» **WORK ITEM**
An exact copy of the entries below is needed, with every picture left out.

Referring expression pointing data
◇ ◇ ◇
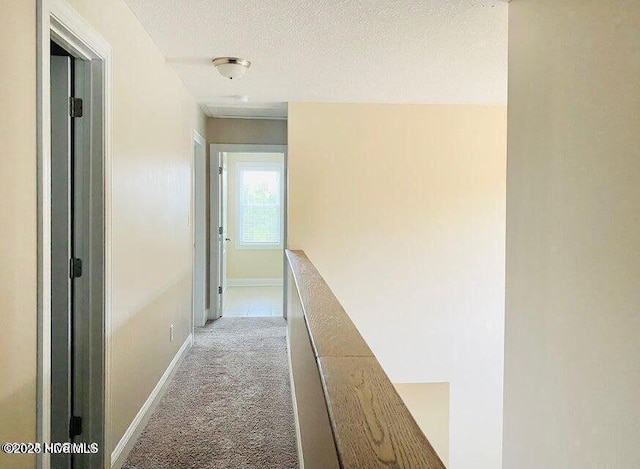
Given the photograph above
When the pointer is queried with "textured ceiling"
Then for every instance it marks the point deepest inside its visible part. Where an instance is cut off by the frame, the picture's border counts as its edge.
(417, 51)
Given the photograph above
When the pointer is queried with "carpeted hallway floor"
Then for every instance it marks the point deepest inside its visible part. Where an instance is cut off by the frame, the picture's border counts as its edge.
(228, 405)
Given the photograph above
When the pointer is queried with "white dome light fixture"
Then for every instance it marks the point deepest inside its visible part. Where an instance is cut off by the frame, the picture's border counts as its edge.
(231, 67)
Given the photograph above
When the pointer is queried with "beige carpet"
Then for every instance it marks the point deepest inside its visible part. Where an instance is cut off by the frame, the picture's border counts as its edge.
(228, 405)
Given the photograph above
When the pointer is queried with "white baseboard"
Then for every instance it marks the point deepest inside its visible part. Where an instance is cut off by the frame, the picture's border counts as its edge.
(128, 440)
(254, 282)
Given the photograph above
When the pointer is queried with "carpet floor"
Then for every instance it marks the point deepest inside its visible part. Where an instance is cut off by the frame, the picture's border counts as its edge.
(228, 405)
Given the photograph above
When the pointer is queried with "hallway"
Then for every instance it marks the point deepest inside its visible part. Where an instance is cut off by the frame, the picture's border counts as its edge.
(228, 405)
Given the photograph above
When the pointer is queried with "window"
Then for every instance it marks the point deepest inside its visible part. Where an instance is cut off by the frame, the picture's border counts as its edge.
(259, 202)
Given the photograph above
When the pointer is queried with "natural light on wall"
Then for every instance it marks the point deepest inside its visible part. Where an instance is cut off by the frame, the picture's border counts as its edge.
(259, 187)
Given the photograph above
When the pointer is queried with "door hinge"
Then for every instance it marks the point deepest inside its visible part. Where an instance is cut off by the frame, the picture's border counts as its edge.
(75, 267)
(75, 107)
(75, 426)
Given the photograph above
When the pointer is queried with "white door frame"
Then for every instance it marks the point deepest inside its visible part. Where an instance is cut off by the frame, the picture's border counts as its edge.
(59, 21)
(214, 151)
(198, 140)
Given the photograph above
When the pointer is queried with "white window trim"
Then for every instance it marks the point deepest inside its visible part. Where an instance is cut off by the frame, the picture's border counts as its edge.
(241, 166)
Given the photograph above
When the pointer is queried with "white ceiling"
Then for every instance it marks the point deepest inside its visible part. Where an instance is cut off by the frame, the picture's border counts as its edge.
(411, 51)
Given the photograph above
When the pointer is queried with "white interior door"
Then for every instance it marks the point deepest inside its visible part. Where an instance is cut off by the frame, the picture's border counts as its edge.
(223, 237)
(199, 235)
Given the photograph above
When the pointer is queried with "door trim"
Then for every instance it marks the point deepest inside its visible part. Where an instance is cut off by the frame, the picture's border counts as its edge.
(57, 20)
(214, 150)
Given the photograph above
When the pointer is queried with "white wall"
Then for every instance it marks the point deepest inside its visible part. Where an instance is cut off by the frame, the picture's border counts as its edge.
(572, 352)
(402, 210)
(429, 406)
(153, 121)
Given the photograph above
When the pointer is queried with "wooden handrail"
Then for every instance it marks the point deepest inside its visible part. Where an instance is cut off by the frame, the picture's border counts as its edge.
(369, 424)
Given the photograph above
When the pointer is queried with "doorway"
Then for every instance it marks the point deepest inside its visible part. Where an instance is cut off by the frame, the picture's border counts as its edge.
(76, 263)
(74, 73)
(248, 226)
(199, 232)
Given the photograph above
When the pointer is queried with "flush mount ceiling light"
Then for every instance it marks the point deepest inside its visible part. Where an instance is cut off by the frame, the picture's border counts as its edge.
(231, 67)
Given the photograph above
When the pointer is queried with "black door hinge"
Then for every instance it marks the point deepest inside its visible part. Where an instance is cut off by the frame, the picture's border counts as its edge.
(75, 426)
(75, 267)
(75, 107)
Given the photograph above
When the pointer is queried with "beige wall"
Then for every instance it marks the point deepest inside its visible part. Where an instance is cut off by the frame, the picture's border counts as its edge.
◇ ◇ ◇
» **ANSWER BELOW**
Given the photograph above
When the pointer is queried with "textured ceiling"
Then for every instance it marks the point deepest inside its visible part. Where an instance is cut off by the frame, the picture's border counts as its edge.
(417, 51)
Given the photograph above
When the pointer is queried with "carpeted hallway floor"
Then for every instance it marks the point deepest inside its visible part. Where an instance is cut off by the frame, the picture's border counts as its edge.
(228, 405)
Given the photograph above
When the pointer is queried with "white dome light fixture"
Then for every instance it marks the point deepest inside its visible part. Where an instance is cut off by the frame, the picture's border counts as its edge.
(231, 67)
Given the photograph above
When the pointer is queried with "beige carpet"
Then for every instance it marks the point deepest inside its visible part. Where an instance is cut off by the frame, the picture's border counts as its edge.
(228, 405)
Given the photograph above
When the pointer is queried with "white baseboard"
Then for every instance it marks the point deepest inside its visible part. Where an instance is cut off by the frame, the picture's border counts as its edge.
(128, 440)
(254, 282)
Given the photograph above
When the pointer is queried with "carpet floor"
Then for every instance it marks the point deepest inside its visible part. Where an instance is cut off by the frame, the picture's border counts as its edge.
(228, 405)
Given the photograph above
When the pointer is queried with "hallway"
Then for every instance it marks the point deepest inside its visible part. Where an instance is cut off by the frame, the picture's border counts as its edge.
(228, 405)
Given the photograph above
When the pointer is queried with "window"
Then for every instance it marks the point deepest inside its visible part. Where an instance is cut off by the frame, the picture's border counts as its edge.
(259, 202)
Given the photograph above
When the pointer is queried with "natural light on wall"
Then for every instance it marks the point deepest inside its visible part. Where an instance is cut off by the frame, the picture's border counts as its edge.
(259, 187)
Given the photograph above
When the pointer is queried with "door hinge"
Then for every instance it marks the point deepest inside its visible part. Where an instance is cut off by the frame, the picture's border counts as its edge.
(75, 267)
(75, 107)
(75, 426)
Given the photograph above
When the pointer is queried with "white door frame"
Then for every instance it marks the point deepest inside its visible part. Where an instance is cut off by the frame, the picture's border counts as its edge.
(59, 21)
(214, 151)
(198, 140)
Given the photograph above
When the pointer is queried with "white window trim"
Then for every instance it marks the point deepest inside its visible part. Where an instance is cut off by the frame, the picture's border counts as its edge.
(241, 166)
Given the photograph above
When the pointer is queried with "white ceiling"
Then for every instance it marks the point deepest inside its visible part. Where an instance is cut off by the frame, the picture's border counts as its edge.
(411, 51)
Given the photograph above
When the pointer is queried with "white interior door"
Then for every instance it marks the point deepest inside its visible part. Where an instance is cut off by the frame, the picture's border counts as its edge.
(223, 237)
(199, 235)
Given the photograph above
When the pointer is queried with "door trim"
Then for every instance it marks the point deepest inside its visible part. Where an instance is cut off by the frame, the picture's border counts as its edge.
(57, 20)
(214, 150)
Given the photograph above
When the pointer is queried with "white wall"
Then for every instance it marks the point deepest inside its visible part. Where an instance is cut off by the frame, the picture's border counts as its edge.
(572, 352)
(402, 210)
(429, 406)
(153, 121)
Given the photograph above
When the pointer is queried with "wooden handrail"
Then for every instance it marks the point deepest inside its visible part. Where an instance is cut off by the frame, the picture's border counts as its edge.
(369, 424)
Given the photograph above
When the pointer is queried with "doorway"
Then for every instance it marks the point deepest inside its visible part. Where an instance is cut off by the frame, the picture's border counts as its edge.
(76, 263)
(74, 73)
(248, 226)
(199, 232)
Given the photograph above
When the pointer is queried with "flush mount ceiling light"
Then for every instance it marks the point deepest inside its visible part. Where an instance is cut off by the frame, the picture's border counts as its edge.
(231, 67)
Given the photograph above
When the pointer is queried with "black door hinge"
Then for every instance it marks the point deepest inside its visible part. Where an instance is cut off by the frame, the picture's border counts as its edge.
(75, 426)
(75, 267)
(75, 107)
Given the photograph above
When the pointer is queried with "beige wall"
Then for every instance it marks the point deepest inside its visible part. Where an instance is cut off by the frame, the picture's border counts as its edge.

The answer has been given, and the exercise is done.